- Excerpted passage
○ ○ ○ ○ ○
You know what’s a great album? Radiohead, In Rainbows, that’s what. I was just relistening, and then relistening again, and then again. What a great rhythm section, perfectly setting off the ethereal-cerebral Yorke vocals!
Take just the first track. The 5/4 “15 step”. Such a funky, danceable track. It’s like, I dunno, the Purdie tsakonikos shuffle or something. Played by a robot. It would be fun to make a music video for it using a loop of the 5/4 Fred Astaire dance from this video. Just speed up the video a little bit to match the beat.
So that’s someone’s homework assignment. Kindly upload the results to Youtube when you’ve got it properly synched. And give us the link.
Update: Thanks!
{ 57 comments }
Cleisthenes 12.06.13 at 9:04 am
You’ll be after the 15 step/7even mash up then:
Release 12.06.13 at 9:32 am
You’ll want to see this 15 Step / Take Five mashup as well:
Metatone 12.06.13 at 10:34 am
I sometimes appear to be the only one, but I find Radiohead’s aural aesthetic just not very appealing. They write some great songs, but most of them sound better performed by others…
Ray 12.06.13 at 11:53 am
You have In Rainbows disc 2 as well, I hope?
Philip 12.06.13 at 3:56 pm
I think they get better and better. Their last couple of albums have a hypnotic quality that makes the vast majority of contemporary music pale by comparison. The rhythm is key, I agree. The Afrobeat influences are more obvious in Thom Yorke’s solo work (and with Atoms For Peace) but there’s something of that genre in Radiohead’s rhythm too.
Trader Joe 12.06.13 at 4:32 pm
Most of what they’ve done since about 2000 I’ve thought was pretty creative and I think is a better reflection of the band being what the band wants to be.
○ ○ ○ ○ ○
- Information supplied
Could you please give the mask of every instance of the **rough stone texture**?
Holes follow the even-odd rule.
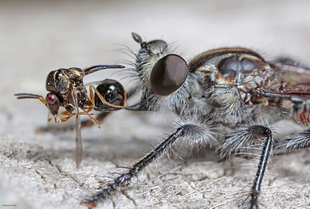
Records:
[[[82,130],[84,157],[77,170],[74,132],[36,134],[46,125],[47,110],[38,100],[13,96],[45,96],[51,70],[128,59],[109,51],[125,48],[115,43],[138,49],[131,32],[148,40],[179,41],[174,45],[187,60],[212,48],[241,46],[268,60],[285,55],[310,61],[308,1],[232,2],[2,1],[0,207],[85,208],[81,200],[99,191],[109,180],[105,176],[113,176],[109,173],[123,170],[116,166],[134,162],[158,143],[156,136],[162,135],[169,118],[163,123],[162,116],[120,111],[107,117],[101,129]],[[96,72],[85,81],[103,80],[112,72]],[[302,152],[272,158],[262,185],[261,208],[310,208],[309,157]],[[153,166],[135,185],[98,208],[245,207],[242,203],[254,176],[250,169],[257,166],[253,162],[236,158],[218,163],[207,149],[184,159]]]

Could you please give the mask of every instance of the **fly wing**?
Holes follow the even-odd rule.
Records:
[[[73,100],[73,104],[76,115],[75,130],[76,132],[76,148],[75,150],[75,163],[77,168],[78,169],[82,162],[83,156],[83,148],[82,147],[82,139],[81,135],[81,119],[78,104],[78,96],[77,95],[76,87],[73,86],[71,94]]]
[[[273,86],[257,88],[253,93],[265,97],[310,99],[310,70],[290,65],[277,66]]]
○ ○ ○ ○ ○
- Exercise task
Reproduce word for word the stretch of the In Rainbows post that starts at the words "So that’s someone’s" and stops after "Update: Thanks!".

- Exercise answer
So that’s someone’s homework assignment. Kindly upload the results to Youtube when you’ve got it properly synched. And give us the link.
Update: Thanks!